Write out the following listing's lines from the one with "pixel 443 164" to the one with "pixel 318 235", exactly, with both included and no others.

:: Records for the exercise

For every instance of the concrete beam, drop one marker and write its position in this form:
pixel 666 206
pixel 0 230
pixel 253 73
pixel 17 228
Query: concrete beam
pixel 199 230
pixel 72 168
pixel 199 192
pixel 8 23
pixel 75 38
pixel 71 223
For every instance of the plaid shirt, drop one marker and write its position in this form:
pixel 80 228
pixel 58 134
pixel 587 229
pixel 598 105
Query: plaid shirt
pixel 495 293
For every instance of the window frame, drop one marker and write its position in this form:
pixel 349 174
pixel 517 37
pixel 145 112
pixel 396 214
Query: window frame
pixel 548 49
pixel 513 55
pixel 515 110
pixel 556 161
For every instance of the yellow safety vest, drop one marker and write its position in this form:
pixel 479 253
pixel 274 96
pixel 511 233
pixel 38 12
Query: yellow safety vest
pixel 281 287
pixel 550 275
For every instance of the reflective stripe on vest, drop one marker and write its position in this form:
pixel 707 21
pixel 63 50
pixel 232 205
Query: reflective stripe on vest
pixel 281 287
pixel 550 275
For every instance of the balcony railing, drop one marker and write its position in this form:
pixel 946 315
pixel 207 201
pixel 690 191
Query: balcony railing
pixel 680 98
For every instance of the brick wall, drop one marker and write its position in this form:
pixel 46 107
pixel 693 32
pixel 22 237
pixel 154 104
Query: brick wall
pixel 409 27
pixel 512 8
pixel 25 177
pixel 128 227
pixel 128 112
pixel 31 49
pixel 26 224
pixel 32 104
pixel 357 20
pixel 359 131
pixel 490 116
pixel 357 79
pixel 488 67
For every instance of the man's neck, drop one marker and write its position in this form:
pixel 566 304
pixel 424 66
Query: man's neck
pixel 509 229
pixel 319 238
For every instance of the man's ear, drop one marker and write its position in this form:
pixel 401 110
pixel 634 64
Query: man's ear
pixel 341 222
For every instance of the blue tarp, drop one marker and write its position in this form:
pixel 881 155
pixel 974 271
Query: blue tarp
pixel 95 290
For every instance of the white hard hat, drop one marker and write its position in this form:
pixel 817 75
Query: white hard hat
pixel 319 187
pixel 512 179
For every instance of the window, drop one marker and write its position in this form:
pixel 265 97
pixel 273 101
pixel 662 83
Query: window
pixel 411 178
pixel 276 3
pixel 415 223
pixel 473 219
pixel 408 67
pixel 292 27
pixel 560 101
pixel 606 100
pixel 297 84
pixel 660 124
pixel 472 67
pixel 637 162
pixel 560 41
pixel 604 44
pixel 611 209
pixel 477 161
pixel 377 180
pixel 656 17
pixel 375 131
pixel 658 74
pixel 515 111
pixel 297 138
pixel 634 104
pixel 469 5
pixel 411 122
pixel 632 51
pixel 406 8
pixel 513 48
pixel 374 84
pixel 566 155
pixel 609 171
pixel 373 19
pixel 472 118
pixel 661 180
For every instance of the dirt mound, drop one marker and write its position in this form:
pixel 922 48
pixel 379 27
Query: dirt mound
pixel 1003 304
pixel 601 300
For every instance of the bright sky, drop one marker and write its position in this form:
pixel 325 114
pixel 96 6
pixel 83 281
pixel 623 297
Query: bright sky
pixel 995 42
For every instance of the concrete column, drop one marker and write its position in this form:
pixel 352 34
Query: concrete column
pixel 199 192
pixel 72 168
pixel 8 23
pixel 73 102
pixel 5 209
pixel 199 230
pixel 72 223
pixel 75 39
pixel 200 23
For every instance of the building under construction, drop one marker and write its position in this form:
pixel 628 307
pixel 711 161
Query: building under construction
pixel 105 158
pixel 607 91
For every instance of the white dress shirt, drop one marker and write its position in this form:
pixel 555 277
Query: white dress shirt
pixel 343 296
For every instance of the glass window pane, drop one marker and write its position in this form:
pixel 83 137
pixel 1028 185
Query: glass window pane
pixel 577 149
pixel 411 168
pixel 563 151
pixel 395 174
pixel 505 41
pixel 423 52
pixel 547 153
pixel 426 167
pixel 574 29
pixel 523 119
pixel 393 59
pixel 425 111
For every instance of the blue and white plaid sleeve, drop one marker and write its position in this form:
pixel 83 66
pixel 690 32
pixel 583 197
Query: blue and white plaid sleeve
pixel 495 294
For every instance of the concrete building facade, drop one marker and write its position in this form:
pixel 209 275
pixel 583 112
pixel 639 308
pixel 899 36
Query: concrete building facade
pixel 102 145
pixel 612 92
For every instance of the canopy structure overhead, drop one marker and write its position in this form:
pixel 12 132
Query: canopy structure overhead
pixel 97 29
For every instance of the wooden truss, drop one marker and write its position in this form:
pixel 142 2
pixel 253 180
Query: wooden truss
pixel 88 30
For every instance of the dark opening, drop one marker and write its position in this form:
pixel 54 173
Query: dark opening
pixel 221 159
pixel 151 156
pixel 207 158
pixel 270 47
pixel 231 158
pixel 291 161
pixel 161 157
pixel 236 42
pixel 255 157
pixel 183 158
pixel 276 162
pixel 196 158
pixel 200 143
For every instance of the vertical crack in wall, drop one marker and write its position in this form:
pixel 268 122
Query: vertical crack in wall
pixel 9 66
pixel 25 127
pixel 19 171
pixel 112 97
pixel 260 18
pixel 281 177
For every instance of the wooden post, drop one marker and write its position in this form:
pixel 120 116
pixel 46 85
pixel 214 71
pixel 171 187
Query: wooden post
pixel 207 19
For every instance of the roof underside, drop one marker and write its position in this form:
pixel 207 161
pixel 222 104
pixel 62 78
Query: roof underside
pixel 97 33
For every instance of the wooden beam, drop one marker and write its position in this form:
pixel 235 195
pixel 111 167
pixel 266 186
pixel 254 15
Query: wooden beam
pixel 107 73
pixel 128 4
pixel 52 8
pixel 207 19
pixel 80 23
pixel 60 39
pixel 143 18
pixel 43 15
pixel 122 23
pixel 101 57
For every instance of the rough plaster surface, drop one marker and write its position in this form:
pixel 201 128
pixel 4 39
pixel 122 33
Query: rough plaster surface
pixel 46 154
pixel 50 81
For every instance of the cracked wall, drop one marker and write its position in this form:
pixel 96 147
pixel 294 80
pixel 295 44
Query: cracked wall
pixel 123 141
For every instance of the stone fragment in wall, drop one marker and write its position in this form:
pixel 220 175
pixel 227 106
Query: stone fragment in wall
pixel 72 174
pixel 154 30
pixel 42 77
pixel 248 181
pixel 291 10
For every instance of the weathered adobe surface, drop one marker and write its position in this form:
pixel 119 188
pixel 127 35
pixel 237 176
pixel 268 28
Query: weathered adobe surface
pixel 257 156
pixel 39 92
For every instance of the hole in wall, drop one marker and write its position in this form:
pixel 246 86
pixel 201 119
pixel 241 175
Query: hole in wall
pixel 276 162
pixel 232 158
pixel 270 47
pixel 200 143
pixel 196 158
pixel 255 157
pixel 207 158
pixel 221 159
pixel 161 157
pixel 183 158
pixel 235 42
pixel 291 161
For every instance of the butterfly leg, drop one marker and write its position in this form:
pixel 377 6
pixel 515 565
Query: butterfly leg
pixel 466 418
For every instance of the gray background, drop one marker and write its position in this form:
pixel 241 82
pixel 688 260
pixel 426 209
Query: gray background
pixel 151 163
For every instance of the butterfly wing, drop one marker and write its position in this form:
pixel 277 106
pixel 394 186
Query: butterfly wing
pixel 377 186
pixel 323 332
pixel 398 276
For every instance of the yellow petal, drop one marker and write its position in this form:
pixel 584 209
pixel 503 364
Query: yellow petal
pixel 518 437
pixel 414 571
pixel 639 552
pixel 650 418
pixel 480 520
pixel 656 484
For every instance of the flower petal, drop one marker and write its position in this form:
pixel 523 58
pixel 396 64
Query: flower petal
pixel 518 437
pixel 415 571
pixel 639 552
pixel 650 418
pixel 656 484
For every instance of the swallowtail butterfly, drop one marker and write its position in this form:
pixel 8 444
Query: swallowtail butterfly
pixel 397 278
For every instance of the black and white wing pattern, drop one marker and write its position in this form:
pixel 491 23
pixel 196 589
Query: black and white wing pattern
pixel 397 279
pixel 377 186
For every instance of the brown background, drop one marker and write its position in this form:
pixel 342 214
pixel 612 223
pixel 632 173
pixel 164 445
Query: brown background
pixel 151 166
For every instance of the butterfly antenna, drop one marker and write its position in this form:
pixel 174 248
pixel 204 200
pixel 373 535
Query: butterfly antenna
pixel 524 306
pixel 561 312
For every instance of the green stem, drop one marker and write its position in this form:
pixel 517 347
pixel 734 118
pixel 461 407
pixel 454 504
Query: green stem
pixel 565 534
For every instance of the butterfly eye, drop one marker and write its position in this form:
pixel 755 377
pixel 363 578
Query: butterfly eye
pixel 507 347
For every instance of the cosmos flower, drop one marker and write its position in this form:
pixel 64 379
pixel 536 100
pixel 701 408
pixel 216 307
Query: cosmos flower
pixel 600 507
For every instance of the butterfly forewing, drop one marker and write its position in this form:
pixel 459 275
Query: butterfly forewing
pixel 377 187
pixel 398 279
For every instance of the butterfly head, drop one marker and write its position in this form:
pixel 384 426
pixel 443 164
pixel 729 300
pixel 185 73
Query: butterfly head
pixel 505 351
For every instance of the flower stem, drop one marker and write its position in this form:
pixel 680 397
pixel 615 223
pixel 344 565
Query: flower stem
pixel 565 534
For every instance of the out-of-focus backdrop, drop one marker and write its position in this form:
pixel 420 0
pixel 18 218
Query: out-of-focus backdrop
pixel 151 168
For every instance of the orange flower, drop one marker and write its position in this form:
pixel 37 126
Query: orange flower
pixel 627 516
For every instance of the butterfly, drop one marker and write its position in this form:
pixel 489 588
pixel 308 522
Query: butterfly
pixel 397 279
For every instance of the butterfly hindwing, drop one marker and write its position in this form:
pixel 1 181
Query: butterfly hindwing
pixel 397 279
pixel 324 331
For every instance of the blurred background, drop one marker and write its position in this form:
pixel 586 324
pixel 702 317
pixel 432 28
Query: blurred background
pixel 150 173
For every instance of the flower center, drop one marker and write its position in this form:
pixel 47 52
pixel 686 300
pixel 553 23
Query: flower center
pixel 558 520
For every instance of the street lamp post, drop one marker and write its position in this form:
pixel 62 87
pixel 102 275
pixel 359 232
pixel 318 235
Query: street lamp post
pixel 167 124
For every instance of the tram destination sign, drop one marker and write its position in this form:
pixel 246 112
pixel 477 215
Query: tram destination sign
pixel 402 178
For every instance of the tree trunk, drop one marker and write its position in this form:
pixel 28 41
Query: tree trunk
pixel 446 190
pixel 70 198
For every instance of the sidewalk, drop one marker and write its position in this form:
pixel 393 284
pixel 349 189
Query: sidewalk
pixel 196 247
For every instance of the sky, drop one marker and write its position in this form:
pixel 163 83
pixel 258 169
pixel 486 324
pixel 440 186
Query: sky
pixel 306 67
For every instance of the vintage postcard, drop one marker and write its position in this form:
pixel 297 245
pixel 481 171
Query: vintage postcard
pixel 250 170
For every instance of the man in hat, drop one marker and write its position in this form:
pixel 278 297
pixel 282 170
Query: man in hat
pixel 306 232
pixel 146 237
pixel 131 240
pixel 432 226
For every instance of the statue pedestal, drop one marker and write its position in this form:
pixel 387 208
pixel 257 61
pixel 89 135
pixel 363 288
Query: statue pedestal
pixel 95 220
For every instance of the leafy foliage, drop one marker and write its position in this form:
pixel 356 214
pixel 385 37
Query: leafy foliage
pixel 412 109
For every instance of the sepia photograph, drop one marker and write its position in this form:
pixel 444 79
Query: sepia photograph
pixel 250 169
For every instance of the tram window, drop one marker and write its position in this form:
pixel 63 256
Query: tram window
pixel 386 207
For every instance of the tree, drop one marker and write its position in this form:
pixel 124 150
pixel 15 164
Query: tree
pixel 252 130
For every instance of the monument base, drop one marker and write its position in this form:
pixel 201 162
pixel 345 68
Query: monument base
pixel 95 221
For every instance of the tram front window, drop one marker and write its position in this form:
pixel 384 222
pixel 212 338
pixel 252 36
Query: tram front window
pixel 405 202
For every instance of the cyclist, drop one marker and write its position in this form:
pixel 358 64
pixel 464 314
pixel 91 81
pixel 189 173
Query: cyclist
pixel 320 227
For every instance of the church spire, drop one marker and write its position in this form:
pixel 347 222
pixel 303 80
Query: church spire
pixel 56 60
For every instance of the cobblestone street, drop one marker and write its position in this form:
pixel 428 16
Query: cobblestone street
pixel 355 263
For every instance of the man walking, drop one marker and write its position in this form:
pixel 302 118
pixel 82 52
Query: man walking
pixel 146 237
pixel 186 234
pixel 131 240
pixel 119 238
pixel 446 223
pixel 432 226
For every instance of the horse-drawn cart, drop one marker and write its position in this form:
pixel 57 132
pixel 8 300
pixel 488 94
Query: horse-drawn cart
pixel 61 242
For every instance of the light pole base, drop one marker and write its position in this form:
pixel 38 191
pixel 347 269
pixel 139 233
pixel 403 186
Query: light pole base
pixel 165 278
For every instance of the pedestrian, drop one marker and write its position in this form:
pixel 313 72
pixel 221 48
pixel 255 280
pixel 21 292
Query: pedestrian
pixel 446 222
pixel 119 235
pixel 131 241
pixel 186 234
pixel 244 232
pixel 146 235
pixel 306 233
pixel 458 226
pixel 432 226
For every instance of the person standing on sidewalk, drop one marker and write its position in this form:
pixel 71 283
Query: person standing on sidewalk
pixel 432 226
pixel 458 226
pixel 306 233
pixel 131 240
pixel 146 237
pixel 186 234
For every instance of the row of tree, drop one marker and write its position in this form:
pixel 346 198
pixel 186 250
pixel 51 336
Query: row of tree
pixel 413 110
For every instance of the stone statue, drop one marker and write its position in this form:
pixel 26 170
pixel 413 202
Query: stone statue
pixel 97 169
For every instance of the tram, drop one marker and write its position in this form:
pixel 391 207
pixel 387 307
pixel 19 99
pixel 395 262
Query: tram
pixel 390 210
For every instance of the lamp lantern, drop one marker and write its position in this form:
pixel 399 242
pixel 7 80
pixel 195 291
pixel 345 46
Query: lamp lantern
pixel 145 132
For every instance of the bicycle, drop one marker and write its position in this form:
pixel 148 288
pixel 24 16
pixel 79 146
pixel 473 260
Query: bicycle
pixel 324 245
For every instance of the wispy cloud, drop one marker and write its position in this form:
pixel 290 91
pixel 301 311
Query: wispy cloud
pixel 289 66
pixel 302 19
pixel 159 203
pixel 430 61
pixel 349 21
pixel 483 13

::::

▶ _Exercise result_:
pixel 443 164
pixel 729 300
pixel 185 73
Query: butterfly head
pixel 505 351
For every instance of the flower stem, drop one marker and write its position in this form:
pixel 680 397
pixel 615 223
pixel 344 565
Query: flower stem
pixel 565 534
For every instance of the out-of-focus backdrop, drop one marker and write its position in this form:
pixel 420 0
pixel 18 218
Query: out-of-focus backdrop
pixel 151 168
For every instance of the orange flower, drop one marker and write its position in this form:
pixel 37 126
Query: orange flower
pixel 627 516
For every instance of the butterfly, drop one marker and write its position in this form:
pixel 489 588
pixel 308 522
Query: butterfly
pixel 397 279
For every instance of the butterfly hindwing, drop one marker and write its position in this form:
pixel 1 181
Query: butterfly hindwing
pixel 397 279
pixel 324 331
For every instance of the blurred background, drop one marker and write its position in this form:
pixel 586 324
pixel 702 317
pixel 432 28
Query: blurred background
pixel 150 173
For every instance of the flower center, drop one marker and write its position in this form:
pixel 47 52
pixel 686 300
pixel 553 23
Query: flower center
pixel 558 520
For every instance of the street lamp post, drop one marker and write its position in this form:
pixel 62 87
pixel 102 275
pixel 359 232
pixel 318 235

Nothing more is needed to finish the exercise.